▶ [Supplied entries]:
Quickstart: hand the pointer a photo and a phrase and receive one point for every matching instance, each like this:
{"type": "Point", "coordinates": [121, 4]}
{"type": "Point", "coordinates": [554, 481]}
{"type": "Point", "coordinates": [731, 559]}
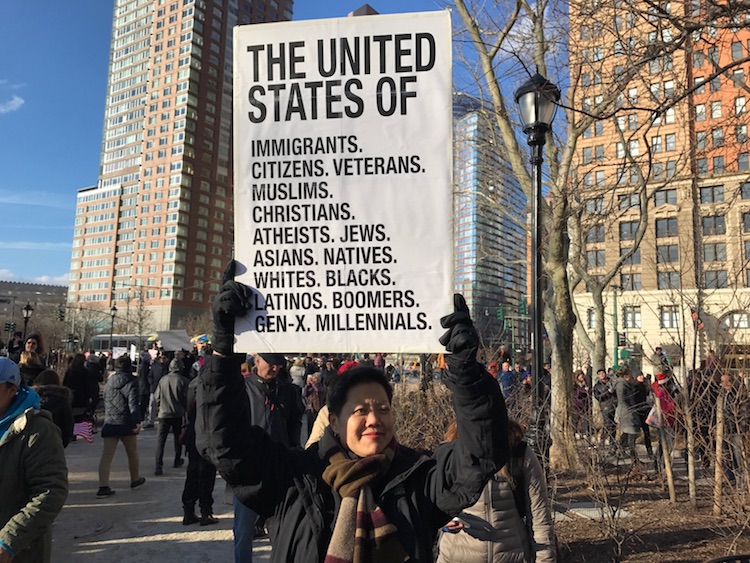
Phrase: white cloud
{"type": "Point", "coordinates": [38, 199]}
{"type": "Point", "coordinates": [12, 105]}
{"type": "Point", "coordinates": [53, 280]}
{"type": "Point", "coordinates": [8, 275]}
{"type": "Point", "coordinates": [26, 245]}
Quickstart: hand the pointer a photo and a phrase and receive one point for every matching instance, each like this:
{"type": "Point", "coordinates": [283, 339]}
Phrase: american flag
{"type": "Point", "coordinates": [85, 430]}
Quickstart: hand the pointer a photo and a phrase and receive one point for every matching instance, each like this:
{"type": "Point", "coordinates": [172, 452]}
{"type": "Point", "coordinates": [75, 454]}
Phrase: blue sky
{"type": "Point", "coordinates": [53, 78]}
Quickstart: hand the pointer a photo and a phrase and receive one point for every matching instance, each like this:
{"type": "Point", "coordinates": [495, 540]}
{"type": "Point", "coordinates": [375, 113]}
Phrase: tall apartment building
{"type": "Point", "coordinates": [157, 226]}
{"type": "Point", "coordinates": [489, 227]}
{"type": "Point", "coordinates": [671, 150]}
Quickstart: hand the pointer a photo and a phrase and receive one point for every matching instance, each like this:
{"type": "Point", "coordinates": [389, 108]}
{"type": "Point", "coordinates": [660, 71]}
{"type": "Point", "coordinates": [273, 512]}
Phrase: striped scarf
{"type": "Point", "coordinates": [362, 533]}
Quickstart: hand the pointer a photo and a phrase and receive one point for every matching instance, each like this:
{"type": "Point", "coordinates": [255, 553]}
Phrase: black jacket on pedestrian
{"type": "Point", "coordinates": [277, 408]}
{"type": "Point", "coordinates": [604, 393]}
{"type": "Point", "coordinates": [121, 405]}
{"type": "Point", "coordinates": [419, 493]}
{"type": "Point", "coordinates": [57, 400]}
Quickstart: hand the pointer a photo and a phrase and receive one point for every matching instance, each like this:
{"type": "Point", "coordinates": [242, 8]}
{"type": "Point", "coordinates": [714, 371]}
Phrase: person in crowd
{"type": "Point", "coordinates": [736, 411]}
{"type": "Point", "coordinates": [58, 400]}
{"type": "Point", "coordinates": [122, 423]}
{"type": "Point", "coordinates": [276, 407]}
{"type": "Point", "coordinates": [201, 473]}
{"type": "Point", "coordinates": [144, 386]}
{"type": "Point", "coordinates": [644, 400]}
{"type": "Point", "coordinates": [581, 402]}
{"type": "Point", "coordinates": [315, 398]}
{"type": "Point", "coordinates": [171, 398]}
{"type": "Point", "coordinates": [666, 393]}
{"type": "Point", "coordinates": [604, 393]}
{"type": "Point", "coordinates": [159, 367]}
{"type": "Point", "coordinates": [84, 386]}
{"type": "Point", "coordinates": [328, 373]}
{"type": "Point", "coordinates": [310, 366]}
{"type": "Point", "coordinates": [512, 520]}
{"type": "Point", "coordinates": [30, 365]}
{"type": "Point", "coordinates": [504, 355]}
{"type": "Point", "coordinates": [626, 412]}
{"type": "Point", "coordinates": [357, 483]}
{"type": "Point", "coordinates": [297, 373]}
{"type": "Point", "coordinates": [33, 471]}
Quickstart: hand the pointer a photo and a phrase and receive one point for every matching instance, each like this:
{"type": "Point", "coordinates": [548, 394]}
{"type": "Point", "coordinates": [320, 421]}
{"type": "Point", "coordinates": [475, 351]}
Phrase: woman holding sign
{"type": "Point", "coordinates": [356, 495]}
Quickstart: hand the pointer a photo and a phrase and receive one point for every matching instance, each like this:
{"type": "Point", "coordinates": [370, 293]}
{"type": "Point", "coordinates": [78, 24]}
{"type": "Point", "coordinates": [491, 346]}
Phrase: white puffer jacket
{"type": "Point", "coordinates": [496, 533]}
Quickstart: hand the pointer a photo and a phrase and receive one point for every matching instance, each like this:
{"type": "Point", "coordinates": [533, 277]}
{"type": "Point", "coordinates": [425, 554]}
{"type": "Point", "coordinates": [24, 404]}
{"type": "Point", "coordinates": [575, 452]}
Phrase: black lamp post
{"type": "Point", "coordinates": [27, 312]}
{"type": "Point", "coordinates": [112, 312]}
{"type": "Point", "coordinates": [537, 100]}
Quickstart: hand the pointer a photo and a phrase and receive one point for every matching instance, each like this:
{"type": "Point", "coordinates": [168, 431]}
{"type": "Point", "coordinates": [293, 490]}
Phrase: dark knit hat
{"type": "Point", "coordinates": [273, 359]}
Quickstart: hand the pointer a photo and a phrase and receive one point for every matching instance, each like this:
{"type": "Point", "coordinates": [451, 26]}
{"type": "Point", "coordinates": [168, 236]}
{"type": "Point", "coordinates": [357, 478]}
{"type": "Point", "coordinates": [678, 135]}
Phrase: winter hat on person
{"type": "Point", "coordinates": [662, 378]}
{"type": "Point", "coordinates": [273, 359]}
{"type": "Point", "coordinates": [9, 372]}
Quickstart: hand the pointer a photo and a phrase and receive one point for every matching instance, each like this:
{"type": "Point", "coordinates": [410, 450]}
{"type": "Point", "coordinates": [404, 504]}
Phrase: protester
{"type": "Point", "coordinates": [512, 520]}
{"type": "Point", "coordinates": [30, 365]}
{"type": "Point", "coordinates": [604, 393]}
{"type": "Point", "coordinates": [33, 472]}
{"type": "Point", "coordinates": [84, 386]}
{"type": "Point", "coordinates": [315, 397]}
{"type": "Point", "coordinates": [57, 400]}
{"type": "Point", "coordinates": [171, 401]}
{"type": "Point", "coordinates": [312, 497]}
{"type": "Point", "coordinates": [201, 473]}
{"type": "Point", "coordinates": [122, 423]}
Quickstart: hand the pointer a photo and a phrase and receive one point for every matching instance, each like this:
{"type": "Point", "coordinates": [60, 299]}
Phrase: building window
{"type": "Point", "coordinates": [628, 230]}
{"type": "Point", "coordinates": [595, 234]}
{"type": "Point", "coordinates": [670, 140]}
{"type": "Point", "coordinates": [668, 280]}
{"type": "Point", "coordinates": [590, 318]}
{"type": "Point", "coordinates": [712, 194]}
{"type": "Point", "coordinates": [716, 279]}
{"type": "Point", "coordinates": [595, 258]}
{"type": "Point", "coordinates": [669, 316]}
{"type": "Point", "coordinates": [665, 197]}
{"type": "Point", "coordinates": [666, 227]}
{"type": "Point", "coordinates": [717, 137]}
{"type": "Point", "coordinates": [656, 144]}
{"type": "Point", "coordinates": [635, 258]}
{"type": "Point", "coordinates": [632, 201]}
{"type": "Point", "coordinates": [715, 252]}
{"type": "Point", "coordinates": [667, 253]}
{"type": "Point", "coordinates": [631, 316]}
{"type": "Point", "coordinates": [714, 225]}
{"type": "Point", "coordinates": [630, 282]}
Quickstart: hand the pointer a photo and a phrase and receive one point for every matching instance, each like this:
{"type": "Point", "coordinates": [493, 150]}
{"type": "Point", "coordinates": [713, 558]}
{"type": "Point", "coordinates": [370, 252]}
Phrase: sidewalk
{"type": "Point", "coordinates": [144, 524]}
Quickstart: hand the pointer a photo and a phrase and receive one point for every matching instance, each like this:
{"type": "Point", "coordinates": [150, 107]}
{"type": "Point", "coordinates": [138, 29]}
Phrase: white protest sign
{"type": "Point", "coordinates": [343, 171]}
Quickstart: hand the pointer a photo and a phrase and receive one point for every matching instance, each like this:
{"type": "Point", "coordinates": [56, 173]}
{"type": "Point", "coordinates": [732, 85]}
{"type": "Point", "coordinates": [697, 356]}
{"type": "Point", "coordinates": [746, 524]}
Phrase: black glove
{"type": "Point", "coordinates": [234, 300]}
{"type": "Point", "coordinates": [461, 339]}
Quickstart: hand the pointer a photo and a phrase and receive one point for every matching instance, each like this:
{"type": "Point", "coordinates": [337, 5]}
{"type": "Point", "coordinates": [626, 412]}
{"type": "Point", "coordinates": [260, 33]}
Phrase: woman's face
{"type": "Point", "coordinates": [366, 420]}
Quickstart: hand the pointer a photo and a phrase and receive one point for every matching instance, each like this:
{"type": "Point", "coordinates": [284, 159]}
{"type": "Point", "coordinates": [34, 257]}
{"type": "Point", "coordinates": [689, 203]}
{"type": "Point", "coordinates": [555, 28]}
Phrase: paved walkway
{"type": "Point", "coordinates": [144, 524]}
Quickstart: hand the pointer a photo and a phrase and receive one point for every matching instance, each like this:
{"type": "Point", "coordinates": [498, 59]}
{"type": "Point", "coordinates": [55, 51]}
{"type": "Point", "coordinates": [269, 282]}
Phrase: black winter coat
{"type": "Point", "coordinates": [418, 495]}
{"type": "Point", "coordinates": [121, 405]}
{"type": "Point", "coordinates": [277, 408]}
{"type": "Point", "coordinates": [57, 399]}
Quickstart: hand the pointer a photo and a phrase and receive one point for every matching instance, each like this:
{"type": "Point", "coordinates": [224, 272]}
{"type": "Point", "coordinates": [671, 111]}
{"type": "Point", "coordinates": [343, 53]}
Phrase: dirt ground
{"type": "Point", "coordinates": [653, 530]}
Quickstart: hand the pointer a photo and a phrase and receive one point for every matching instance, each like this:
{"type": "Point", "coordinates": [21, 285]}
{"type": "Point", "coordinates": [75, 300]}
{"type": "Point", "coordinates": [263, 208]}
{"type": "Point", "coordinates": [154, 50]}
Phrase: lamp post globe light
{"type": "Point", "coordinates": [537, 101]}
{"type": "Point", "coordinates": [112, 312]}
{"type": "Point", "coordinates": [27, 312]}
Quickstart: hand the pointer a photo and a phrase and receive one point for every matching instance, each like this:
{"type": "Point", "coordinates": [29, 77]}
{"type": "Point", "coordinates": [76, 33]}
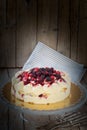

▶ [What the exercise asks]: Please report how many lines in the listing above contain the word "white". Give only the number.

▶ [Output of the task]: 3